* _Exercise task 1_
Extract, word for word, the lines of the records starting with the line that contains "label the armchair" and going on through the last line of the records.

* _Page_
+++++

That summer, I started working for Brake Align. They had a robotic gage that tested parts at the end of a manufacturing line, and needed software written in LabView to control it. After several months writing the software, I cut the time to test each part by seven seconds, graphed an animated 3D profile of the disk and provided several tools for tracking the quality of production over time. As a senior design project, my team added a linear actuator to speed up the gage even more, and did considerable non-contact sensor research and testing. Learned a lot there.

The 'controls' field is awesome.

At the end of that summer, a new professor came to VCU and hired me to work in his lab. After spending the rest of the summer building tables and setting up computers, we built an experimental setup to characterize the no-load hysteresis of a LIPCA piezoelectric device under voltage and charge-feedback control. I learned about controls, circuit-building, filtering, mathematical modeling and lots of Matlab. I was first author on the paper “Hysteresis Characterization Using Charge Feedback Control for Lipca Actuators” and presented it at the SPIE Smart Materials Conference in San Diego.

I graduated in May 2006 with Bachelor of Science degrees in Mechanical Engineering and Physics with a minor in mathematics. Today, I am working toward a Masters in Mechanical Engineering at Columbia University in New York.

New York City is awesome.

When I graduate I plan on getting a job, but I haven’t pinned down where. Does anyone really know where they would be happiest?

+++++

* _Recorded data_
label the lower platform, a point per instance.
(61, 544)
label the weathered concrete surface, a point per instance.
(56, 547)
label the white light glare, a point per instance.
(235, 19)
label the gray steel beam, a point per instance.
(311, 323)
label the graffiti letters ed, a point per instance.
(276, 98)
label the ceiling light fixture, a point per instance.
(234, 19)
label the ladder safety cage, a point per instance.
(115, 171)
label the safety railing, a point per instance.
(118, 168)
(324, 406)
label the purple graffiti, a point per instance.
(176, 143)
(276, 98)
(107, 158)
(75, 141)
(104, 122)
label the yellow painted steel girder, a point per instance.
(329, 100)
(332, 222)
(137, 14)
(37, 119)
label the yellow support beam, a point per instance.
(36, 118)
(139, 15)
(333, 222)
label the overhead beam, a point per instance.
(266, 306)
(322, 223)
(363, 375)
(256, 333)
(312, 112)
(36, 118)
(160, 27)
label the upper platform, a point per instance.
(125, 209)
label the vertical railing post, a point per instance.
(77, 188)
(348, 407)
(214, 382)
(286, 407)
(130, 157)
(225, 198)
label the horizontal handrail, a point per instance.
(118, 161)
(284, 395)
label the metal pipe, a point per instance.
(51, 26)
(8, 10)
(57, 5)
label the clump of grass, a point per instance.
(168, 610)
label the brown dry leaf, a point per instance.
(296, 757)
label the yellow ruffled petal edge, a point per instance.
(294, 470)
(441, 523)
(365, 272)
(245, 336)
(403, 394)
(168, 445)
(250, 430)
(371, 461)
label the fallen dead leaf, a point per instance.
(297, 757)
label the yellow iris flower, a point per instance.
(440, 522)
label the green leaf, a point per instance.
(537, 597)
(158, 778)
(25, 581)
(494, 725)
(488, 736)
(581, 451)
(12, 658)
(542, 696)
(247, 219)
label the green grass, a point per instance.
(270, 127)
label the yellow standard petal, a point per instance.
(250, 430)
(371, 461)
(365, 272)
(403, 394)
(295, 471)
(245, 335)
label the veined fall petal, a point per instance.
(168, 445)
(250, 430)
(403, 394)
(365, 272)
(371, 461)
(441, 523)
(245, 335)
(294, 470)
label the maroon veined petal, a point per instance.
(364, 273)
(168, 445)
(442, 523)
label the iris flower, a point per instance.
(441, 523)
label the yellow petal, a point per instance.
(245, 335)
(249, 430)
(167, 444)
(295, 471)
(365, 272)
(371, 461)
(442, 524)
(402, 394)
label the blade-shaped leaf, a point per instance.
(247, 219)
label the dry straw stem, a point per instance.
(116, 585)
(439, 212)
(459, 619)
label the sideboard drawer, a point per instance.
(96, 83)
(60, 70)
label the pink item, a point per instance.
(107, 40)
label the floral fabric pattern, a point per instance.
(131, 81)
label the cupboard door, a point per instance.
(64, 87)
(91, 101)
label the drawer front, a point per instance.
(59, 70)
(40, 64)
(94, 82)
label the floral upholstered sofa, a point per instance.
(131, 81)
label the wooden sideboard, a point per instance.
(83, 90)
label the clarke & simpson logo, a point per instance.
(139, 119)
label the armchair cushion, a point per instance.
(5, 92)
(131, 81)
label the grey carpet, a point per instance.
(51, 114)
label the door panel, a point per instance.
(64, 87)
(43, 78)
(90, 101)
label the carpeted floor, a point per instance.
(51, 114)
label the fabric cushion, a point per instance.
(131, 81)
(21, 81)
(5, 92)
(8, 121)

+++++

* _Exercise task 2_
According to the career account, why did the senior design team add a linear actuator to the robotic gage?

* _Correct output 1_
label the armchair cushion, a point per instance.
(5, 92)
(131, 81)
label the grey carpet, a point per instance.
(51, 114)
label the door panel, a point per instance.
(64, 87)
(43, 78)
(90, 101)
label the carpeted floor, a point per instance.
(51, 114)
label the fabric cushion, a point per instance.
(131, 81)
(21, 81)
(5, 92)
(8, 121)

* _Correct output 2_
The team added the linear actuator to speed up the gage even more. The writer had already cut the time to test each part by seven seconds.